課題:
1. 映画の感想文から、「遺作にしてこの幸せなエンドロール!」から「10. デヴィッド・ハミルトン『ビリティス』」までを一字も変えずにすべて返してください。
2. 映画の感想文を、最後の文の後から書き継いでください。

ンーーしか言わないヤギ好きのおっさんとのスイス旅行って、ハイジのユキちゃんちらついちゃう。
少しずつ明かされるそれぞれの事情と、ガチガチの鎧が解けてゆく主人公の見事な解放感とマッターホルン。
息子の事情がああー!っとなる二度目のバーのシーンや、下手したら陳腐になりそうなテーマを絶妙な匙加減で調理しててキュンとして泣ける。
缶に詰めてたリーフパイみたいなやつ食べたい。
7. 成瀬巳喜男『あらくれ』
タイトル通りのあらくれる高峰秀子さま。男運が無いというかこういう運命なのか。
上原謙から森雅之、加東大介はあれだけど、そして仲代達矢とそうそうたる面食い。
あの時代に自分らしく生きるってなかなか出来なかっただろうから、スカッとカッコいい〜!ホースで水ぶちまけるのとか強い。
8. ペネロープ・スフィーリス『ブロークン・ジェネレーション』
高校卒業しても工場勤務しかない未来の今でいうとこのチー牛とか無敵の人みたいな二人のLAへのスプリングブレイカー的な旅。
とにかくさえないし、入るバーすらもわからない田舎もの具合が切ない。
エスカレートしてゆく暴力と冒頭と繋がる白い線。救いようなさすぎる青春でかなしい。
ボンボンワンコが一瞬だけどかわゆさお届けしてくれる。
9. フランソワ・トリュフォー『日曜日が待ち遠しい!』
遺作にしてこの幸せなエンドロール!
小窓から覗く脚、レザーのスカートから伸びるファニー・アルダンの美脚、トリュフォーの脚フェチも爆発。ノワールのハラハラとラブストーリーの穏やかさが同居している絶妙なセンス、映画館にかかるキューブリックのポスター、映画愛に溢れる傑作。
このタイトルを冠した鎌倉のあのカフェももちろん大好き。
10. デヴィッド・ハミルトン『ビリティス』
南仏の女子校生の夏の思い出。思春期の青々しさ、百合もありでなんかもーー満腹でござんす♡
パティ・ダーバンヴィルちゃんが可愛すぎる。アンニュイ過ぎる日々のポワワんとしたデヴィッド・ハミルトンの切り取る美しいエロ絵の世界とフランシス・レイのムーディーな音楽。
謎なオレンジシャツの男マチュー・カリエール♡
11. メーサロシユ・マールタ『アダプション』

データセット項目:
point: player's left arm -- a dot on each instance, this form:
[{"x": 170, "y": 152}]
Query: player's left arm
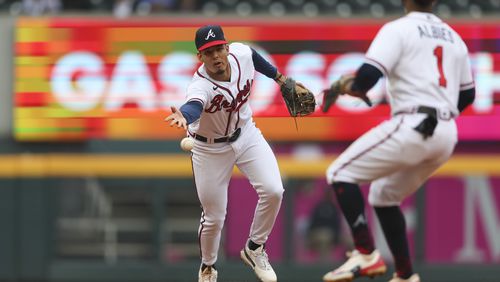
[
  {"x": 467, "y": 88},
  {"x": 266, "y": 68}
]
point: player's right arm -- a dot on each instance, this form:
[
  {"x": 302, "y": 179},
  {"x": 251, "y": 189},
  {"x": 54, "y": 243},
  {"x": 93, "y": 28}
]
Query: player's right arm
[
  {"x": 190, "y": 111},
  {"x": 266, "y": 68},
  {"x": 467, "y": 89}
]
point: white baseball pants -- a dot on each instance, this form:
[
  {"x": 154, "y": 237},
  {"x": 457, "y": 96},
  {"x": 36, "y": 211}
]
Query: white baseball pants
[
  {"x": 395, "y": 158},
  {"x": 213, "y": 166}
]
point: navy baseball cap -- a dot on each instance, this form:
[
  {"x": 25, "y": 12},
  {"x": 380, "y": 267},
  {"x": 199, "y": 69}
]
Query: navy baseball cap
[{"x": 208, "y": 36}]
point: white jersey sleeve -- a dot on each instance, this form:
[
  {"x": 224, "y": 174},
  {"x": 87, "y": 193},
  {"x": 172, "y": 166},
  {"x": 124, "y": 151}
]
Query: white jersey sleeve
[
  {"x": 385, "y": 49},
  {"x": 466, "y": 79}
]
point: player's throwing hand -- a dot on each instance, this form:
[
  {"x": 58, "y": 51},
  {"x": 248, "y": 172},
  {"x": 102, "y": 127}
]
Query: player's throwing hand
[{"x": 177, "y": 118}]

課題の結果:
1.
遺作にしてこの幸せなエンドロール!
小窓から覗く脚、レザーのスカートから伸びるファニー・アルダンの美脚、トリュフォーの脚フェチも爆発。ノワールのハラハラとラブストーリーの穏やかさが同居している絶妙なセンス、映画館にかかるキューブリックのポスター、映画愛に溢れる傑作。
このタイトルを冠した鎌倉のあのカフェももちろん大好き。
10. デヴィッド・ハミルトン『ビリティス』

2.
43歳で最後の望みで愛人の子を産もうと決意するも反故にされ、木の粉にまみれて働く女と、親に見放された少女との擬似親子みたいな、淡い関係がとても良い。
常に野犬が吠えてるけど、作業小屋のある家いいなぁ〜
12. エルンスト・ルビッチ『ニノチカ』
バリバリの共産党同志からパリに派遣されたグレタ・ガルボのガチガチから恋するまでの変化が可愛い。変な帽子も被るわ。
がっつり共産主義を茶化しまくる。3人組同志達のトルコでのやらかしが愛おしい。
13. クリンスト・イーストウッド『運び屋』
退役軍人クラブの爺さんが運び屋に。すっとぼけてるようで流石の積もった経験と運なのかなんか肝据わりまくってて強い。
ニガーもクィアたちもフツーに差別してスルーすん感じや、ケータイに文句つけつつ文字変換覚えてたりちゃんと生きてる!
中部最高のポークサンド食べたい。
14. ケン・ラッセル『フレンチ・ドレッシング』
ジョルジュ・ドルリューの音楽でトリュフォー、またはタチ的スタイリッシュドタバタ劇in英国ビーチ。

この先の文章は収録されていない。